- Try it:
Without any pictures, output the records exactly as they are.

:: Provided entries ::

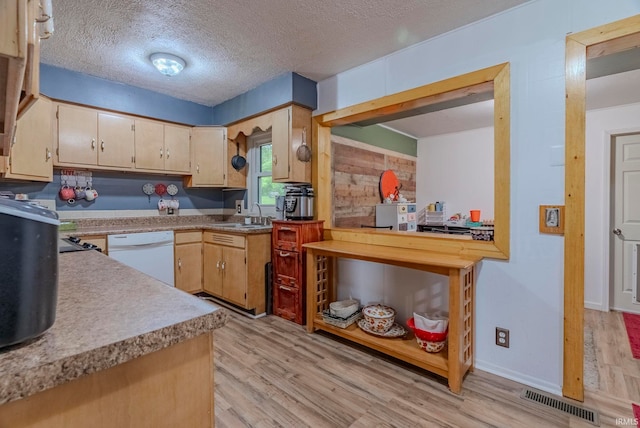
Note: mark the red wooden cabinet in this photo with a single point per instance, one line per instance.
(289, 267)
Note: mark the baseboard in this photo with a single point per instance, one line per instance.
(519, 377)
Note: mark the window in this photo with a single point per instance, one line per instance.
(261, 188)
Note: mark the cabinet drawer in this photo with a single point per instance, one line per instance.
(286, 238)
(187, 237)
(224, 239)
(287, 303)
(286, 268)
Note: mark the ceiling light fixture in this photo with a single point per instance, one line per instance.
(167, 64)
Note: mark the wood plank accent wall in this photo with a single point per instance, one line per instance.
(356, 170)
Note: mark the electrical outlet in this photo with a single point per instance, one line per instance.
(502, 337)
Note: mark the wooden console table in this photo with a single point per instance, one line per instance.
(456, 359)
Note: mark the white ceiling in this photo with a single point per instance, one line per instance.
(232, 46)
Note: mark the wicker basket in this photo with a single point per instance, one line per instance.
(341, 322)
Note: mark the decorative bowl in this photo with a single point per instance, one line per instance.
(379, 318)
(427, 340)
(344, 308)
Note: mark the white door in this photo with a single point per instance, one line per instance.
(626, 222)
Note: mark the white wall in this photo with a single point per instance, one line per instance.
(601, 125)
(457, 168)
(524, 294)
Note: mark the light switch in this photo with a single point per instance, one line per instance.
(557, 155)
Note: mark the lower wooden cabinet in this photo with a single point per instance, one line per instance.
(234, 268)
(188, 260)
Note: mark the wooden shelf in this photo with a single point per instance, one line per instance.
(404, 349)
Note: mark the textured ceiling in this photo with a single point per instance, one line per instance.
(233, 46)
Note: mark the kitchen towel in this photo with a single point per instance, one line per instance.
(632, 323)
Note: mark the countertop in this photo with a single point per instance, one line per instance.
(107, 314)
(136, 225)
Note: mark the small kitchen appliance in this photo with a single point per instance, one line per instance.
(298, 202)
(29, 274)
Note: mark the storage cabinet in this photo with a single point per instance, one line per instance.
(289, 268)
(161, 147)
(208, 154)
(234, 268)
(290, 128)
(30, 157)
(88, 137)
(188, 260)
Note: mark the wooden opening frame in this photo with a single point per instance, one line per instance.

:::

- Response to the exercise:
Note: mark the red wooden cabinet in this photo with a single point per instance, one line per instance.
(289, 267)
Note: mark the baseboard in this photo with a single point per instance, one line per instance.
(519, 377)
Note: mark the window in this photo with a single point per instance, one line per instance.
(261, 188)
Note: mark the cabinet drawer in this photo with a single point per instance, one line per instance.
(286, 238)
(187, 237)
(224, 239)
(287, 303)
(286, 268)
Note: mark the ceiling light fixture in this photo with a single point per instance, one line per instance.
(167, 64)
Note: mark the wood plank accent wall in this photo with a single point per instance, one line per instance.
(356, 170)
Note: mark the electrical outlet in this photo with a single point per instance, one line per instance.
(502, 337)
Note: mark the wooden console table in this photo with a single point per instance, one line per instance.
(456, 359)
Note: mark the white ceiling in this photo with a single point per instance, one line per instance.
(232, 46)
Note: mark the wicker basket in this photo with a single point per instance, one line per instance.
(341, 322)
Note: mark the decorative bowl in this photo with a single point per instance, one line per instance.
(379, 318)
(427, 340)
(344, 308)
Note: mark the white door in this photo with a single point per instance, one line per instance.
(626, 222)
Note: mark the white wall in this photo with a single point per instance, one line per instance.
(601, 125)
(457, 168)
(524, 294)
Note: mark the light switch in this photo with a single point per instance, one line per instance.
(557, 155)
Note: mark the lower wooden cabinet in this photo with a single point per instance, one line per instance.
(234, 268)
(188, 260)
Note: mark the wooden shelf in this photo with a single point per instance, one line per instance.
(404, 349)
Note: mark the textured ceiling in this photo with a single point per instance, one line per instance.
(233, 46)
Note: mark the kitchen towel in this photo with a single point per instance, one line per instance.
(632, 323)
Note: mark the countertop in this photo with a single point per instance, one line per instance.
(107, 314)
(136, 225)
Note: mark the small kitchen appliance in this photo with a single point per instance, one line per instance.
(298, 202)
(29, 274)
Note: mark the storage cabinet in this photo with a single point per instance, one line per instance.
(289, 268)
(161, 147)
(208, 154)
(234, 268)
(290, 128)
(30, 157)
(88, 137)
(188, 260)
Note: mark the wooden opening frame in this photo with a single point per instance, one line per instance.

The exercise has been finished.